** START OF Raw records **
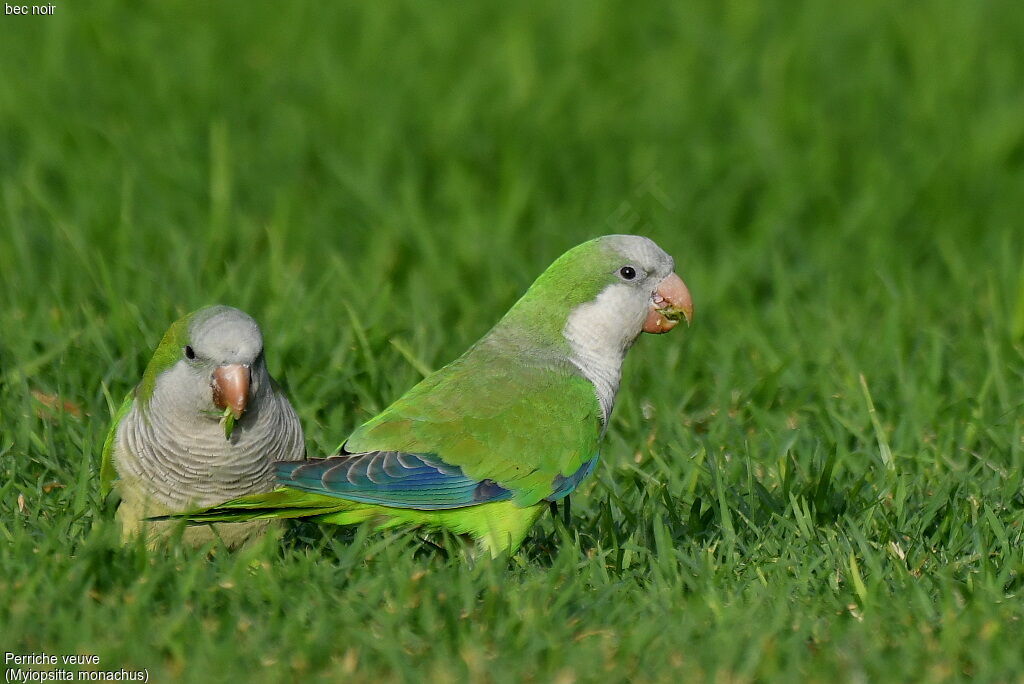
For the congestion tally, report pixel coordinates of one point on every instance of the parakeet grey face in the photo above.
(218, 366)
(637, 292)
(646, 285)
(628, 287)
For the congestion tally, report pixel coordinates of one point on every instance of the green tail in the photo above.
(498, 527)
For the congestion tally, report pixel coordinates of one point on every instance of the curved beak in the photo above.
(669, 304)
(230, 388)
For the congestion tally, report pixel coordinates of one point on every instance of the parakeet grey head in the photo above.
(594, 301)
(207, 422)
(208, 361)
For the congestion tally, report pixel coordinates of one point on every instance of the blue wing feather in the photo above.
(390, 478)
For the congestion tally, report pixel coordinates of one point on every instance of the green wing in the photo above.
(108, 473)
(525, 427)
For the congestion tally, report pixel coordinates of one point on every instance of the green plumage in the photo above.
(514, 417)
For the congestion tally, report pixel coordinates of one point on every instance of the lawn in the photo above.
(822, 478)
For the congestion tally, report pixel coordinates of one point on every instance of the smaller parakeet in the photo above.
(206, 423)
(482, 445)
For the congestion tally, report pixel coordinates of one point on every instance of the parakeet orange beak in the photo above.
(230, 388)
(670, 302)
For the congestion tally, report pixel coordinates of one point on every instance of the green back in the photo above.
(519, 425)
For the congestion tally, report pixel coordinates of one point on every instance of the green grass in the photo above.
(821, 478)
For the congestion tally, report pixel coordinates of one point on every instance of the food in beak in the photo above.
(230, 388)
(669, 304)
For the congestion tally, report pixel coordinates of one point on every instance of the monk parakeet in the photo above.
(482, 445)
(206, 423)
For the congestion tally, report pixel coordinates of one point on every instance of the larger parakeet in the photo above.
(206, 423)
(482, 445)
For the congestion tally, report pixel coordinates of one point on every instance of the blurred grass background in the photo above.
(820, 479)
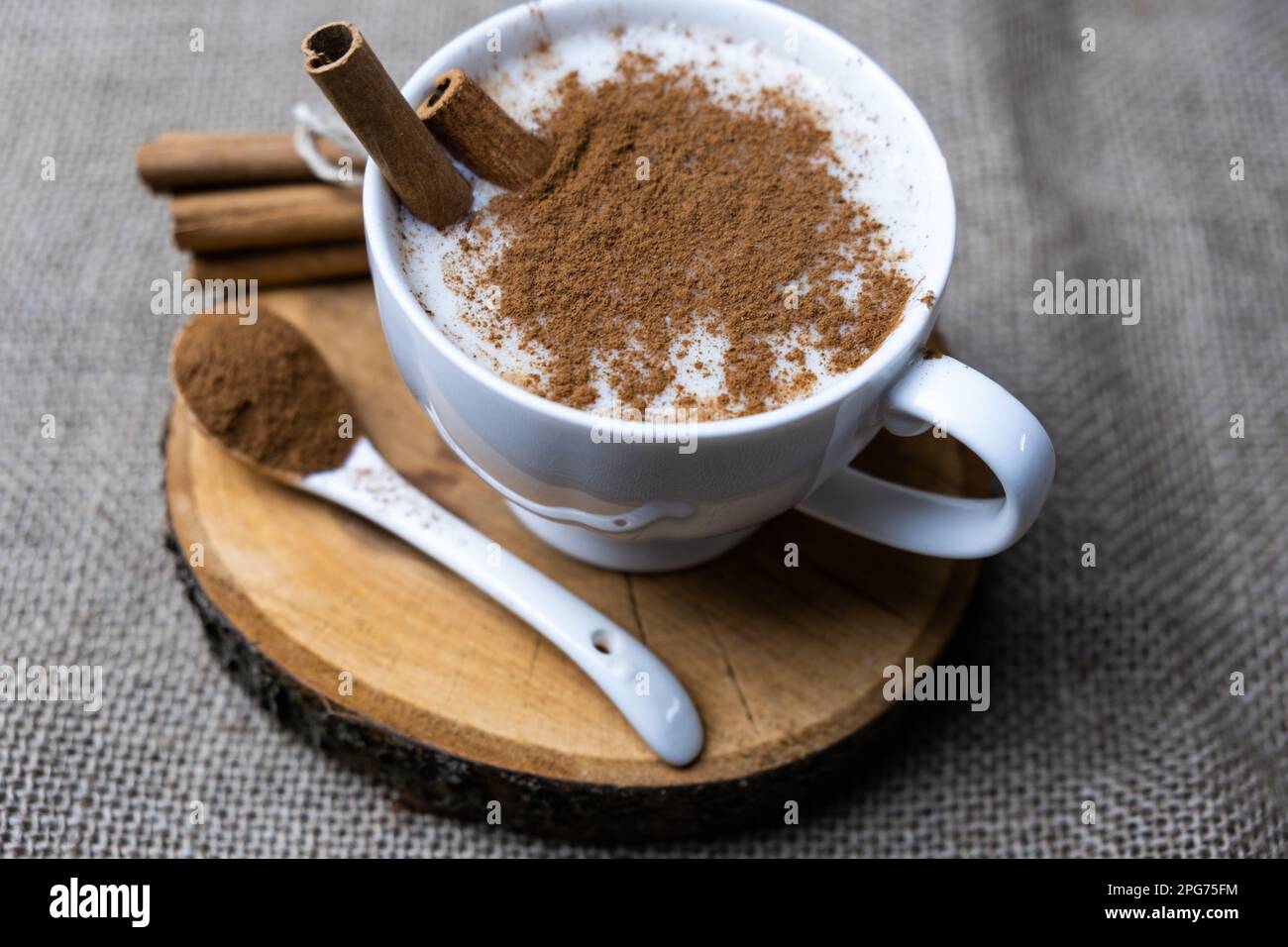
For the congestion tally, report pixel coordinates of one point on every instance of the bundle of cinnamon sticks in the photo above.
(249, 206)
** END OF Raw records **
Please rewrite the lines above as a two-column CSV with the headers line and answer, one row per line, giving its text and its answer, each in a single quoted field with line breaks turned into spaces. Leave the pictures out.

line,answer
"For the congestion tally, report pixel coordinates of one point on every instance of the parakeet grey face in the photo above.","(218, 366) (637, 292) (646, 285) (628, 287)"
"For the congestion tally, report pixel coordinates of one point on every instance of the green tail in the photo above.","(498, 527)"
"For the congestion tally, report pixel coordinates of one point on every instance of the curved beak in the photo above.","(669, 304) (230, 388)"
"For the congestion tally, report pixel coordinates of one point on every instance of the parakeet grey head in the photo above.","(594, 301) (207, 422) (208, 361)"
"For the congestion tally, report pixel coordinates of one point on every instance of the blue wing feather in the photo above.","(390, 478)"
"For the congestion tally, report pixel coordinates of one point on every instance of the green wing in the photo above.","(108, 473) (525, 427)"
"For the congestion tally, report pixel coordinates of one point on every instance of the green plumage in the photo above.","(514, 417)"
"For the congestion tally, report pixel coordinates of one point on every instance of the lawn in the photo above.","(822, 478)"
"For the congestion tally, report pixel coordinates of one point on every instance of the smaller parakeet in the photo above.","(206, 423) (482, 445)"
"For the congestion tally, report pixel coordinates of one point on every instance of the parakeet orange beak in the photo above.","(230, 388) (670, 302)"
"For the congestion tally, report pixel coordinates of one point on every instance of the green back in the photo above.","(519, 425)"
"For the congestion tally, report pixel coordinates of one point on every instance of the green grass in the photo above.","(821, 478)"
"For the congestion tally, report pixel coordinates of one point on every instance of the food in beak in the photo above.","(230, 388) (669, 304)"
"For the congestion tally, report pixel coordinates of one point on every instance of the monk parakeet in the photo above.","(482, 445) (206, 423)"
"For the congestion tally, report pixel coordinates of one point on every instance of the larger parakeet in the photo above.","(206, 423) (482, 445)"
"For the congestion tally, report pixel coordinates of one point on every instance of the blurred grass background in the photo above.","(820, 479)"
"For the congestion tally, report pixel coordinates of one point on every instance of the bundle of cinnamon sticks in the photo above.","(249, 206)"